**Short task 1:**
In the forum thread about iconic buildings with metal roofing, why does Nickleby recommend trying several search engines? Answer in one to three sentences.
**Short task 2:**
Duplicate the passage of the metal roofing thread starting with "Thanks, Nickleby. Notre" and going on through "of the book.".

**Page excerpt:**
--- start ---
# iconic building with metal roofing?



## GingerMI (Mar 14, 2013)

Please help. I need an example of an iconic building with a standing seam metal roof for a coffee table book I'm writing. The book is about the history and design of various types of roofing. 

I know that standing seam metal roofing has been around technically since about the 1700s in Europe and the U.S., and it only started to become common around 1800. It's commonly used on farmhouses, coastal cottages, and in modern/postmodern/international/deconstructivist styles. I've had some fits and starts trying to come up with an "iconic" home or building to profile. So far I've researched and rejected the following for various reasons: Monticello, the farmhouse in Grant Woods' American Gothic, and the "Stratford Arms" from the 80's TV series "Newhart." 

My ideas are somewhat limited by my geography and experience, so I'd really appreciate any suggestions you may be able to offer about possible examples or different ways to look for examples. Thanks!


----------



## Nickleby (Mar 14, 2013)

How about Notre Dame in Paris? Too fancy? How about any Captain D's restaurant? or any small office building with a pitched roof?

Most search engines have an image search feature.

Edit: different search engines can give you different results. try several. keep going until you get tired of looking or you run out of hits. i've found some bizarre and valuable stuff that way.


----------



## GingerMI (Mar 14, 2013)

Thanks, Nickleby. Notre Dame is just the sort of suggestion I was hoping for. It looks like the metal isn't "standing seam," but it's definitely iconic and interesting, so I should be able to use in another part of the book.

I'll keep doing image searches too, and I'm still welcoming other ideas for iconic standing seam roofs.


----------



## Staff Deployment (Mar 16, 2013)

View attachment 4376

Canadian Parliament building in Ottawa. I think it's copper. I don't remember fully. It's been a few years. Is this a standing seam metal roof? You might have to look it up.


----------



## GingerMI (Mar 16, 2013)

Yes, that is standing seam metal. Thanks for the suggestion!


----------
--- end ---
**Data rows:**
--- start ---
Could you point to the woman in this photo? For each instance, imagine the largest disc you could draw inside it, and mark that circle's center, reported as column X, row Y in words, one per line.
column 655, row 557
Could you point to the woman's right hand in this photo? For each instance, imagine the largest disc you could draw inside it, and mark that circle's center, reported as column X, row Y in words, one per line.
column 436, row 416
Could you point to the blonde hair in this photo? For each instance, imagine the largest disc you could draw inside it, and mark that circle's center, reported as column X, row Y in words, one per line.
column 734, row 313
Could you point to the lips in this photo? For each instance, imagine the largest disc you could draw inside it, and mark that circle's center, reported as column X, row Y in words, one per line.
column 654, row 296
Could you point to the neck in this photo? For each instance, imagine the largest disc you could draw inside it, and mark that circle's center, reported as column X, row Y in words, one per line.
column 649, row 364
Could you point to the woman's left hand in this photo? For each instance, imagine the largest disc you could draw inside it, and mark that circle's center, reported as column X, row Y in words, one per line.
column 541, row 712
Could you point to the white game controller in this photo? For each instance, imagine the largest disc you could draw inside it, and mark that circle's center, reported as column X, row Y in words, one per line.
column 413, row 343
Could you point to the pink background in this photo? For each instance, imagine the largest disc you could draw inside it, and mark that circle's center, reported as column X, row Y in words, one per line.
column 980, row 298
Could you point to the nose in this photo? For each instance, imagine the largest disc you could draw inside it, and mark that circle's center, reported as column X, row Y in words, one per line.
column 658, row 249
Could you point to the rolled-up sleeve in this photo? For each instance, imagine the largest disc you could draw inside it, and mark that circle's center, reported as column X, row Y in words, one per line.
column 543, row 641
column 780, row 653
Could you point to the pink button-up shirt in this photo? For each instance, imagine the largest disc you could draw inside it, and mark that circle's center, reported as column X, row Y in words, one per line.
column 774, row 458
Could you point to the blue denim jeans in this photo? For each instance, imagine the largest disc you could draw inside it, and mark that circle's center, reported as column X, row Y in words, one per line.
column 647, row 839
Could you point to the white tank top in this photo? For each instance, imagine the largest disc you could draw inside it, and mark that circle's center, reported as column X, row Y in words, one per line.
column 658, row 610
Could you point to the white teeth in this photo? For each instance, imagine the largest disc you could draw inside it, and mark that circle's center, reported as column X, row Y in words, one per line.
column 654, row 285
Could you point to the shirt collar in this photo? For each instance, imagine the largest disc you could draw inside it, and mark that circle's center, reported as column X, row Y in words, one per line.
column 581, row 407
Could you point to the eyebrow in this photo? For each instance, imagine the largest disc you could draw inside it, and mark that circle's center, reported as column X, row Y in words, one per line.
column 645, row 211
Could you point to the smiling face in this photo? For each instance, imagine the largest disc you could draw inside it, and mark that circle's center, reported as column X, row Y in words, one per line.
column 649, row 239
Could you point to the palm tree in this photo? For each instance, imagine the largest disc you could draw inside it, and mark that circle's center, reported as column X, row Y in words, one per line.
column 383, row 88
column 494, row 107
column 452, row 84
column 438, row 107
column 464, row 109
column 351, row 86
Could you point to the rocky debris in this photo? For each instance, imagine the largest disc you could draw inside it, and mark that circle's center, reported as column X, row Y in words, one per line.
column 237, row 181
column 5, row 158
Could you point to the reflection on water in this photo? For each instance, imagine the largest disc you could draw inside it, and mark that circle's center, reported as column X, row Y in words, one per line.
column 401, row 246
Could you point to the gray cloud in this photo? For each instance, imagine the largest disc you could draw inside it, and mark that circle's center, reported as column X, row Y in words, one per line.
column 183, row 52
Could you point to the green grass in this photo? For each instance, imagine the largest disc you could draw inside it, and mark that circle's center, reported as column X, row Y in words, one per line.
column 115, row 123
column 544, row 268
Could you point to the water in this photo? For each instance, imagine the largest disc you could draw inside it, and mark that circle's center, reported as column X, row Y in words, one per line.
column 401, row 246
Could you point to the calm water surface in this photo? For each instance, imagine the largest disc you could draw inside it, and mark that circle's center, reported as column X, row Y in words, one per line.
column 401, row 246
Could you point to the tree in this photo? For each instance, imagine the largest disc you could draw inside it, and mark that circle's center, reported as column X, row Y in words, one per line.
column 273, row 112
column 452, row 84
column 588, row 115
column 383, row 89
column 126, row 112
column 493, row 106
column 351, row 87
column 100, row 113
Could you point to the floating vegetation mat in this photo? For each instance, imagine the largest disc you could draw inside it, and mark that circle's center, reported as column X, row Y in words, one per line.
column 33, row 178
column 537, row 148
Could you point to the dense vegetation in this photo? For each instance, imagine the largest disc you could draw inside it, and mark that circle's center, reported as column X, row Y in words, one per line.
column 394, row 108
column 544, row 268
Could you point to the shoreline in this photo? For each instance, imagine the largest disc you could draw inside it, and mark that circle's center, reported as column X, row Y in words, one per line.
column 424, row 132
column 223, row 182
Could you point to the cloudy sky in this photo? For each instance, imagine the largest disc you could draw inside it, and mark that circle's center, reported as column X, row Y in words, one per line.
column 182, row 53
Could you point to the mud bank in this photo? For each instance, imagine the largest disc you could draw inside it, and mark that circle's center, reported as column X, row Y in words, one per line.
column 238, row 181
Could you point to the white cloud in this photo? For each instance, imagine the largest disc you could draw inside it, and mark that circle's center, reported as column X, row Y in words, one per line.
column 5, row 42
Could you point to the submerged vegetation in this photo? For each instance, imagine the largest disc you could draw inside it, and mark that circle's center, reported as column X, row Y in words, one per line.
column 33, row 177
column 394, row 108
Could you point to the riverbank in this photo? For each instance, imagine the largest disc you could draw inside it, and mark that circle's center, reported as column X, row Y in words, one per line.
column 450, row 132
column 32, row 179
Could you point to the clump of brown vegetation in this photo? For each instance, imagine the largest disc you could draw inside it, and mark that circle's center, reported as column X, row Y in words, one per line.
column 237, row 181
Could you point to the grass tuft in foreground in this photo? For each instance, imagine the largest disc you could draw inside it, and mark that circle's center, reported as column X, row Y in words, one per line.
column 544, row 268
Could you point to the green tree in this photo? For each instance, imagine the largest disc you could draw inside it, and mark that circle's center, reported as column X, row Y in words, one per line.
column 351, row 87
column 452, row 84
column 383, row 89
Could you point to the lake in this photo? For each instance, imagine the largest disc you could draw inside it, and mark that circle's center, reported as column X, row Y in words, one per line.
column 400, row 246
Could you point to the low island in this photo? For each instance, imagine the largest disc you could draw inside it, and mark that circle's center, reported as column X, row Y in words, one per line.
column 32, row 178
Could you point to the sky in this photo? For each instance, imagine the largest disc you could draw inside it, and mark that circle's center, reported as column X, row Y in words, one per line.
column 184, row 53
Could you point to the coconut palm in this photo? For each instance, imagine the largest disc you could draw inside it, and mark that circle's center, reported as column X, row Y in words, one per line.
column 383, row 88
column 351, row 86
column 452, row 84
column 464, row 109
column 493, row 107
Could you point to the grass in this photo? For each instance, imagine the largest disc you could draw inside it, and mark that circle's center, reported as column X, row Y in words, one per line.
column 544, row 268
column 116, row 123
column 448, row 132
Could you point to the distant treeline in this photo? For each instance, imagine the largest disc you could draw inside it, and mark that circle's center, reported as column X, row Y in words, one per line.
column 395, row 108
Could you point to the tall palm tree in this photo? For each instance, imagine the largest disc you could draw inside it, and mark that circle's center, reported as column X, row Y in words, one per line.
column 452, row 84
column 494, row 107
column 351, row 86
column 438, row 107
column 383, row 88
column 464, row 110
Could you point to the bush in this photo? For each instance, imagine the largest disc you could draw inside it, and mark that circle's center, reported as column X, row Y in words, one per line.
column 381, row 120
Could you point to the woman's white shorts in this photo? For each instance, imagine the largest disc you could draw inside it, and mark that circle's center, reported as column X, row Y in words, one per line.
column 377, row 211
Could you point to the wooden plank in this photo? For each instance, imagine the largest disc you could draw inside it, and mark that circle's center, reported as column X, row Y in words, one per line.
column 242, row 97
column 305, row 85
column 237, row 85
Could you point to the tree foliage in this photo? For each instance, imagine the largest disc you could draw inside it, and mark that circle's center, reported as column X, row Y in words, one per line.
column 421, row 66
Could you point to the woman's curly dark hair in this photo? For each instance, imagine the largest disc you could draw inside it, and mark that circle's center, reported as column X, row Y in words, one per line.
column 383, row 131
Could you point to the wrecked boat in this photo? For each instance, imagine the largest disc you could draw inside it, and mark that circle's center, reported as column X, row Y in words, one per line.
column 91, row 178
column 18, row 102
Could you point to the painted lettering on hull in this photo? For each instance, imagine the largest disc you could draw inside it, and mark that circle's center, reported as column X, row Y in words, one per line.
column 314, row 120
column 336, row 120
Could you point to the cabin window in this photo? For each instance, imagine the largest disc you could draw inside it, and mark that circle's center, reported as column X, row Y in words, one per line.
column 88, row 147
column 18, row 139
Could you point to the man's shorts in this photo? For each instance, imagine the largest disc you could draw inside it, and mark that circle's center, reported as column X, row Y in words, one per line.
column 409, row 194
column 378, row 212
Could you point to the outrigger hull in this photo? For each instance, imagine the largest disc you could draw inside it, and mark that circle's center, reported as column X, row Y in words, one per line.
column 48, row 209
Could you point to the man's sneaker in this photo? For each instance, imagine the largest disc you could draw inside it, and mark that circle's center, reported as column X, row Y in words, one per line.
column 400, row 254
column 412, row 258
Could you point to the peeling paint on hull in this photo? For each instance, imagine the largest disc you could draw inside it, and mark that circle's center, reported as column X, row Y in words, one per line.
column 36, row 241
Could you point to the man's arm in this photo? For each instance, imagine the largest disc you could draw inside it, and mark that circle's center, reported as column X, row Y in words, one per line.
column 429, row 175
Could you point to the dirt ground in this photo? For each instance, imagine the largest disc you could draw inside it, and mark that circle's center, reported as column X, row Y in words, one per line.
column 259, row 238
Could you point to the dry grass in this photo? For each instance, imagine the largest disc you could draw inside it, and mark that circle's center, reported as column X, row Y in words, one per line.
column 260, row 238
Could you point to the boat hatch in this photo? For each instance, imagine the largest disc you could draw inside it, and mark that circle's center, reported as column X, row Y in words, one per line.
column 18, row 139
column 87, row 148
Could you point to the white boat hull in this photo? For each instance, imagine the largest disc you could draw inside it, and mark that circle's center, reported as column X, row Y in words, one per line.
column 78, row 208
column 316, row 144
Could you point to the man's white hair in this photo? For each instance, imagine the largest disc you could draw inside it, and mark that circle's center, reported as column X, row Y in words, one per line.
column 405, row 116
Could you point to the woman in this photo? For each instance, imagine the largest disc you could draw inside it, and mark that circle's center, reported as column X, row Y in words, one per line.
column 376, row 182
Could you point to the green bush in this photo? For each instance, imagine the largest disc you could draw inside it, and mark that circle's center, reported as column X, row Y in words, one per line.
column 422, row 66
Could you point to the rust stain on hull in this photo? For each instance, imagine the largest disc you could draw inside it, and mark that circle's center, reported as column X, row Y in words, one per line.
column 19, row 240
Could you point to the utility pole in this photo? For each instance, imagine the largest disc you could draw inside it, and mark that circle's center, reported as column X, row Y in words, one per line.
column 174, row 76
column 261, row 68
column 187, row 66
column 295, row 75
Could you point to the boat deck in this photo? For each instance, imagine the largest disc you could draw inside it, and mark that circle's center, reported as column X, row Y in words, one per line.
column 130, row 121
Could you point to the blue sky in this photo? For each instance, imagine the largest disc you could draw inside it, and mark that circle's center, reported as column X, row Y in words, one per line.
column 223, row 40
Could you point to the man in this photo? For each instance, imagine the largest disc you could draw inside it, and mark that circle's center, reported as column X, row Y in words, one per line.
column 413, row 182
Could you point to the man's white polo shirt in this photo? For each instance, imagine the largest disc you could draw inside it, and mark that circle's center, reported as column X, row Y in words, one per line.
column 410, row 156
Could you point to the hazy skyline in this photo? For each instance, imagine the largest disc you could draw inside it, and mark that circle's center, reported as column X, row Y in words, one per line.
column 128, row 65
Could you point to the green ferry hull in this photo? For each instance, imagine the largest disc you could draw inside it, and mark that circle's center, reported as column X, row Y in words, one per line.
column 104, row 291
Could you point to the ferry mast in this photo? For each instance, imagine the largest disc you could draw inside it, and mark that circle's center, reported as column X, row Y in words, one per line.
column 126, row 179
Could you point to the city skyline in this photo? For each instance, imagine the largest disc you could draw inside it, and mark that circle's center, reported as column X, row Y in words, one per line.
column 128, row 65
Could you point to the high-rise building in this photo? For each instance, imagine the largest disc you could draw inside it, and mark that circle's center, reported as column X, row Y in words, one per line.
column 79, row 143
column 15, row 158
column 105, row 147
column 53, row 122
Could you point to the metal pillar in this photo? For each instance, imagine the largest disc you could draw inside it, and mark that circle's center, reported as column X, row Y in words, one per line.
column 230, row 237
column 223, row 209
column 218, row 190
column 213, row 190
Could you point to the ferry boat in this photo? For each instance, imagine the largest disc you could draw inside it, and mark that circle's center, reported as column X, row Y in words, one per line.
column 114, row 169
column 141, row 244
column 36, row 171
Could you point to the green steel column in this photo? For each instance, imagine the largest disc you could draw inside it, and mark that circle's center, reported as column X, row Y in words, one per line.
--- end ---
**Response 1:**
Nickleby says that different search engines can give different results, so using several turns up more material. Nickleby adds that searching this way, until tired or out of hits, has turned up some bizarre and valuable stuff.

**Response 2:**
Thanks, Nickleby. Notre Dame is just the sort of suggestion I was hoping for. It looks like the metal isn't "standing seam," but it's definitely iconic and interesting, so I should be able to use in another part of the book.